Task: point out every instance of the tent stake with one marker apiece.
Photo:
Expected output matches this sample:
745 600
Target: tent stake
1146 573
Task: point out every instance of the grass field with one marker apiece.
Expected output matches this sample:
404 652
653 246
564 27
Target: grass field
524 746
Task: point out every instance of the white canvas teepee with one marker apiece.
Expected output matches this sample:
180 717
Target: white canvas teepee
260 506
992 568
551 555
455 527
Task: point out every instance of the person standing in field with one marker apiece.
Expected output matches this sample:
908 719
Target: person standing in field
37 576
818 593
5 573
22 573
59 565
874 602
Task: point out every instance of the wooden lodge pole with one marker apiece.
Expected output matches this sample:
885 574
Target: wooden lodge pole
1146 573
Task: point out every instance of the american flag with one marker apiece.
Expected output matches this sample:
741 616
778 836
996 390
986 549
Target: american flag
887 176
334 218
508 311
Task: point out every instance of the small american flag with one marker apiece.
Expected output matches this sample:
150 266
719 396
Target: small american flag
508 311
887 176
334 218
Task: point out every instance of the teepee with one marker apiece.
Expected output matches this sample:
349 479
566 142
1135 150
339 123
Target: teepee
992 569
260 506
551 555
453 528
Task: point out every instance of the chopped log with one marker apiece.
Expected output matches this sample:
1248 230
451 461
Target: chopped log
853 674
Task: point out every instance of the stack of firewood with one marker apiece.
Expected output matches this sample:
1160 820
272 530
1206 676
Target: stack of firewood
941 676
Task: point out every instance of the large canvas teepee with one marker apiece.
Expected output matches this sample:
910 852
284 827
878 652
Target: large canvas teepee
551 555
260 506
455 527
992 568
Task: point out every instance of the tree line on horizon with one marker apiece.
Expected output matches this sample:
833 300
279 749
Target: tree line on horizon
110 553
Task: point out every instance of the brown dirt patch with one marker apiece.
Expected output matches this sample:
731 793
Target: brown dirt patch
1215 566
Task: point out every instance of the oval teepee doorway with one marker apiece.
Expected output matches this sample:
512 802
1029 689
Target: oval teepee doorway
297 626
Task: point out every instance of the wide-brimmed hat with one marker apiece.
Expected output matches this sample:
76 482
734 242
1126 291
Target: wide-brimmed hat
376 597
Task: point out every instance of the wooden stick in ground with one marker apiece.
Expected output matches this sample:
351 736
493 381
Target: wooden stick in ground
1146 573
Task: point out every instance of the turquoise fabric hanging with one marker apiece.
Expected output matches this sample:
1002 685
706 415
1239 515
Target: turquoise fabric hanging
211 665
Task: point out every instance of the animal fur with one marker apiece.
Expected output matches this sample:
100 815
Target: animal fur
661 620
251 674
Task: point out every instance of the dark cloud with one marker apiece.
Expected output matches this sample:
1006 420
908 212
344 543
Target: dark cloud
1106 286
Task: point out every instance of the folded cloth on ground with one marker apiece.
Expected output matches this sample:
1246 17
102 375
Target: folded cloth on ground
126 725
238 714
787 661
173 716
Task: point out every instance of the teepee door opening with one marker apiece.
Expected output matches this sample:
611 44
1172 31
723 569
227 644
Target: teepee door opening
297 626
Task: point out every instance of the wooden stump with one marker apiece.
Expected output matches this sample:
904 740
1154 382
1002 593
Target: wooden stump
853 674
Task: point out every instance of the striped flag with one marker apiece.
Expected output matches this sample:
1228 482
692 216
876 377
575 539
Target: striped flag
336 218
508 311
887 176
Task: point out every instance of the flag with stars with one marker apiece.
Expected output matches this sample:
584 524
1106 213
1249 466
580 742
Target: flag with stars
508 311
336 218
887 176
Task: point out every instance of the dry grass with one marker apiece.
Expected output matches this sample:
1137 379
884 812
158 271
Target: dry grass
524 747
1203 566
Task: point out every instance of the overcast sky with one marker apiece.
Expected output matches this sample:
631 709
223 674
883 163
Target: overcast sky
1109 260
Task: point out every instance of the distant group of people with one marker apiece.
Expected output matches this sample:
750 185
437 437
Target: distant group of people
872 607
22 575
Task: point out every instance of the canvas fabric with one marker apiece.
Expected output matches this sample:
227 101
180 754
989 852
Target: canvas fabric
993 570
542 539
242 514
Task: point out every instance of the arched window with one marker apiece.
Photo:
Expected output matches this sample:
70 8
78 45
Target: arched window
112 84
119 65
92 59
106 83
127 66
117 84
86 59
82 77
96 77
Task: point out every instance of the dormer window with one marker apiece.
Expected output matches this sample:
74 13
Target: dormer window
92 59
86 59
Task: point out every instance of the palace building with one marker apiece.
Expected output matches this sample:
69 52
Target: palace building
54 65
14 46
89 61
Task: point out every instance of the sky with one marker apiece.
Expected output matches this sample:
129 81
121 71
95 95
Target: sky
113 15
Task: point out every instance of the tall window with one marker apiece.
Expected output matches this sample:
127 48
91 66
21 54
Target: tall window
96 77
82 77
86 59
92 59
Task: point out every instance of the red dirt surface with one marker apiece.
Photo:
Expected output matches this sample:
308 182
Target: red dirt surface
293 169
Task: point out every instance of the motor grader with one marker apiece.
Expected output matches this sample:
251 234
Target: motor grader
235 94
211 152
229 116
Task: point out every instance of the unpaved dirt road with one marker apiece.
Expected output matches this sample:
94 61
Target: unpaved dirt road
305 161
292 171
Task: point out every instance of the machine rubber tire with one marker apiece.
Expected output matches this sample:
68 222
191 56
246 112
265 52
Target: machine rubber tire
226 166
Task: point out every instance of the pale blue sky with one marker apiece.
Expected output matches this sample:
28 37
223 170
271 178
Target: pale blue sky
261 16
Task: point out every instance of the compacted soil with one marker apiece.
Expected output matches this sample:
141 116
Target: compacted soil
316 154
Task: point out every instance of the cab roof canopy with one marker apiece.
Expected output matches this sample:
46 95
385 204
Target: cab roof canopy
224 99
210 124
********
Extract each entry in full and write it down exactly.

Task: point out every instance of the tent stake with one marker apiece.
Photo:
Expected output matches this sample:
745 600
Target: tent stake
1146 573
Task: point out every instance of the grass field with one marker apiece.
Expected output matches this sample:
404 652
653 246
564 27
Target: grass field
524 746
Task: point out every instance of the white canvas teepee with one marker apiece.
Expected output matches this sample:
180 717
Target: white canvas teepee
260 506
992 568
551 555
455 527
Task: point out every instance of the person standing in field with one marker apiece.
Expected output matches this sample:
908 719
Target: person standing in field
37 576
818 593
5 573
22 573
59 565
874 602
Task: point out every instance of the wooden lodge pole with one marker apiece.
Expected output matches this sample:
885 574
Target: wooden lodge pole
1146 573
Task: point out every instance of the american flag with one marker apiece.
Expected output matches this sample:
741 616
778 836
996 390
986 549
Target: american flag
887 176
334 218
508 311
Task: point out every instance of the small american flag with one marker apiece.
Expected output matches this sample:
150 266
719 396
Target: small american flag
508 311
887 176
334 218
Task: point out every instance of the teepee with one marker apiece.
Expected output matches this sample:
349 479
566 142
1135 150
339 123
Target: teepee
992 569
260 506
551 555
453 528
Task: point out every instance of the chopped log with one marker apiece.
Expected output matches this sample:
1248 230
451 461
Target: chopped log
853 674
Task: point out every instance of the stack of firewood with one marker apiece.
Expected output matches this sample:
1160 820
272 530
1206 676
Target: stack of firewood
941 676
Task: point out every instance of the large canvas teepee with one marker apiece.
Expected output matches this sample:
910 852
284 827
878 652
Target: large canvas teepee
551 555
260 506
455 527
992 568
Task: point out every instance of the tree line on horizon with one marker apiece.
Expected output matches this sample:
833 300
279 749
Target: tree line on horizon
110 553
Task: point out every instance of the brown dirt patch with one marker apiece.
Expected output matches this sample:
731 793
Target: brown dirt patch
1215 566
Task: point out every instance of the oval teepee doorway with one marker apiece.
Expected output matches this sample:
512 802
1029 689
Target: oval teepee doorway
297 626
Task: point out every instance of the wide-brimmed hat with one marker apiece.
Expected output matches this sample:
76 482
734 242
1126 291
Target: wide-brimmed hat
376 597
Task: point out every instance of the wooden stick in ground with one marker apiece.
Expected output matches this sample:
351 736
493 381
Target: wooden stick in ground
1146 573
Task: point out every instance of the turquoise fabric hanging with one marker apiece.
Expected output matches this sample:
1002 685
706 415
1239 515
Target: turquoise fabric hanging
211 665
Task: point out every instance of the animal fur with one marker apiece.
Expected output matches this sample:
100 815
Target: animal fur
661 620
251 674
Task: point out every instance of the dark cloud with one marker apiece.
Expected output matches this sample:
1006 420
908 212
344 543
Target: dark cloud
1106 286
Task: point out every instance of the folded cloth on ground with one marker apiece.
Expected output matches this sample:
1246 17
102 375
Target: folded cloth on ground
126 725
238 714
787 661
173 716
Task: point out every instance of the teepee door opening with one marker apiece.
Expected output matches this sample:
611 44
1172 31
723 569
227 644
Target: teepee door opening
297 626
Task: point out every instance of the wooden stump with one marker apiece.
Expected output matches this sample:
904 740
1154 382
1002 593
Target: wooden stump
853 674
Task: point out every instance of the striped flag with one marker apiece.
Expected output matches this sample:
1228 482
692 216
876 377
575 539
Target: striped flag
336 218
508 311
887 176
Task: point out every instance of the flag with stars with one marker apiece.
Expected output matches this sample:
584 524
1106 213
1249 466
580 742
Target: flag with stars
508 311
336 218
887 176
Task: point out every instance of the dry grass with one marker apiece.
Expected output matches this sample:
1137 379
884 812
158 271
Target: dry grass
524 747
1203 566
Task: point out every instance of the overcast sky with one marker apiece.
Expected output matches this sample:
631 709
223 674
883 163
Target: overcast sky
1109 260
Task: point out every instance of the distant group of people with one marker apiece.
Expected output matches this sample:
750 185
437 437
Target: distant group of people
872 607
22 575
Task: point out every instance of the canvas fabric with one marker apiece.
Expected output matches this sample:
227 101
180 754
989 852
Target: canvas fabric
993 570
542 539
242 514
Task: point out every instance of the arched window with one marker apiece.
Photo:
Expected output matches this sample:
70 8
78 45
Target: arched window
112 84
119 65
92 59
106 83
127 66
117 84
86 59
82 77
96 77
Task: point out every instance of the dormer window with one marker apiece.
Expected output matches this sample:
74 13
Target: dormer window
92 59
86 59
Task: point out every instance of the palace building with one marker apiece.
Expected output matches this sample:
69 52
Target: palace building
54 65
14 46
89 61
Task: point out every instance of the sky with one marker apiece.
Expected output matches this sample:
129 81
121 71
95 95
Target: sky
113 15
Task: point out every instance of the tall window with one marker apiece.
Expected output matches this sample:
127 48
91 66
21 54
Target: tall window
96 77
82 77
86 59
92 59
Task: point out every instance of the red dirt surface with one marker apiece.
Photo:
Expected output matches this sample:
308 182
Target: red dirt surface
293 169
Task: point out every instance of the motor grader with one marker apiece.
Expected output matches this sample:
251 234
Target: motor grader
235 94
211 152
229 116
Task: point out every instance of the unpaved dirt road with one marker apiece.
Expected output matches this sample:
94 61
Target: unpaved dirt road
305 161
292 171
Task: point out every instance of the machine rubber tire with one marker apiece.
Expected output matches this sample:
68 222
191 56
246 112
265 52
Target: machine rubber tire
226 166
Task: point out every instance of the pale blue sky with one marker apiece.
Expected output matches this sample:
28 37
223 170
271 178
Target: pale blue sky
261 16
Task: point out every instance of the compacted soil with one marker apiece.
Expected output matches this sample:
141 116
Target: compacted soil
316 154
Task: point out every instance of the cab roof canopy with one marker apiece.
Expected output matches this sample:
46 95
385 204
Target: cab roof canopy
224 99
210 124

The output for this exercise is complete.